* WHAT IS NEEDED
Convert every line of the material into a JSON list of strings with one string per line, and omit any blank lines.

* GIVEN DATA
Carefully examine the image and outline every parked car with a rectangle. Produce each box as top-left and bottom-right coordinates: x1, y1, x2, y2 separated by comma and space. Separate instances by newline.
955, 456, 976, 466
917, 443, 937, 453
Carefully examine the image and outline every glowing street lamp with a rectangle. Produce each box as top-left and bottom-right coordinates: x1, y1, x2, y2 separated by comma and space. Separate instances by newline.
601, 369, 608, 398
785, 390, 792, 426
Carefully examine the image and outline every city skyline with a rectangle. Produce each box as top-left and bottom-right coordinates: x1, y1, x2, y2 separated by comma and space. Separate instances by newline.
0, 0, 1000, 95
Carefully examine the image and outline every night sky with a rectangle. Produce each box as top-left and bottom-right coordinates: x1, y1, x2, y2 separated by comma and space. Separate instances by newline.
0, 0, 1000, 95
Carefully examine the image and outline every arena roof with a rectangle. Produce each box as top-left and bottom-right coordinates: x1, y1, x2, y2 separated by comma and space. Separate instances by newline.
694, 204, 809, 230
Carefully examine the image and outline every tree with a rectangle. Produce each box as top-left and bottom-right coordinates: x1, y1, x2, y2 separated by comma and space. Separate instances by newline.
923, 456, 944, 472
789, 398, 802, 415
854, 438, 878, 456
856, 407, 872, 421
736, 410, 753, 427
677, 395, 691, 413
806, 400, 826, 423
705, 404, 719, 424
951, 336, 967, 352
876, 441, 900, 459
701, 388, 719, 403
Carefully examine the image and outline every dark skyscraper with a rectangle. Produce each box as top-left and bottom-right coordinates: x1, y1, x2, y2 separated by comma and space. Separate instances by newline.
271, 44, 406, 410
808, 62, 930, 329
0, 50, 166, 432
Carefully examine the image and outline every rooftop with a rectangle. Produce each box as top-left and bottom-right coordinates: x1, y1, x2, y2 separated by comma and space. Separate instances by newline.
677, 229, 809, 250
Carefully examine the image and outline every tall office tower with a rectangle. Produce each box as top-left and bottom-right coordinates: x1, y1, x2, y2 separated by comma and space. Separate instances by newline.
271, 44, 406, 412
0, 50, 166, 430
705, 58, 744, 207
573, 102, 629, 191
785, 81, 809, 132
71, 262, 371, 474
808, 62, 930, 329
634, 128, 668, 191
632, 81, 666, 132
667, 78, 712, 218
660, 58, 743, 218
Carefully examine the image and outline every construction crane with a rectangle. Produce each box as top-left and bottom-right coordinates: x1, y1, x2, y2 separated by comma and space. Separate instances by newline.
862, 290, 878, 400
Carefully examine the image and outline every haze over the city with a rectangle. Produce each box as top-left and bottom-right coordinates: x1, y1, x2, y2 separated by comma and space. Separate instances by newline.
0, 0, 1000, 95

* EXERCISE ANSWER
[
  "Carefully examine the image and outline every parked car with a rectangle. Produce each box as top-left and bottom-right coordinates: x1, y1, x2, y2 separated by comma and space. Separate instances by newline.",
  "955, 456, 976, 466",
  "917, 443, 937, 453",
  "Carefully examine the image and outline every glowing street lamp with a rectangle. Produce each box as top-left and bottom-right coordinates: x1, y1, x2, y2 separated by comma and space. Separate instances by newline.",
  "601, 369, 608, 398",
  "785, 390, 792, 426",
  "Carefully examine the image and outline every city skyline with a rectangle. Produce each box as top-left and bottom-right coordinates: x1, y1, x2, y2 separated by comma and space. Separate instances by newline.",
  "0, 0, 1000, 95",
  "Carefully examine the image and outline every night sky with a rectangle. Produce each box as top-left and bottom-right coordinates: x1, y1, x2, y2 separated by comma and space. Separate instances by newline.",
  "0, 0, 1000, 95",
  "Carefully examine the image and outline every arena roof with a rectangle. Produce each box as top-left and bottom-right coordinates: x1, y1, x2, y2 separated by comma and space. Separate instances by newline.",
  "694, 204, 809, 230",
  "Carefully examine the image and outline every tree with a rectangle. Produce each box as top-left and bottom-right coordinates: x1, y1, x2, y2 separated by comma and space. Separate instances by newline.",
  "923, 456, 944, 472",
  "789, 398, 802, 415",
  "854, 438, 878, 456",
  "856, 407, 872, 421",
  "736, 410, 753, 427",
  "677, 395, 691, 413",
  "806, 400, 826, 423",
  "705, 404, 719, 424",
  "951, 336, 967, 352",
  "876, 441, 900, 459",
  "701, 388, 719, 403",
  "Carefully examine the image and outline every dark skyscraper with a rectangle. Produce each box as top-left and bottom-right coordinates: x1, y1, x2, y2 separated by comma and space. Separate instances by newline.",
  "271, 44, 406, 410",
  "808, 62, 930, 329",
  "0, 50, 166, 432",
  "Carefully examine the image and outline every rooftop with a rectangle. Produce each box as top-left and bottom-right coordinates: x1, y1, x2, y2 separated by comma and space. Separate instances by newline.",
  "677, 229, 809, 250",
  "Carefully examine the image and outline every tall office tower with a rectangle. Produce each box as top-left and bottom-right coordinates: x1, y1, x2, y2 separated by comma and space. Separate instances by newline.",
  "271, 44, 406, 412",
  "0, 50, 166, 430",
  "705, 58, 744, 207",
  "573, 102, 629, 191",
  "785, 81, 809, 132",
  "71, 262, 371, 474",
  "808, 62, 930, 329",
  "634, 128, 668, 191",
  "632, 81, 666, 132",
  "667, 78, 712, 218",
  "660, 58, 743, 218",
  "Carefully examine the image and outline every construction crane with a rectangle. Produce each box as top-left and bottom-right coordinates: x1, y1, x2, y2 separated by comma and space. Separate instances by newline.",
  "862, 290, 878, 400",
  "Carefully examine the image and outline every haze over the city with a rectangle. Produce each box as top-left and bottom-right coordinates: x1, y1, x2, y2 separated by comma and space. Separate instances by newline.",
  "0, 0, 1000, 95"
]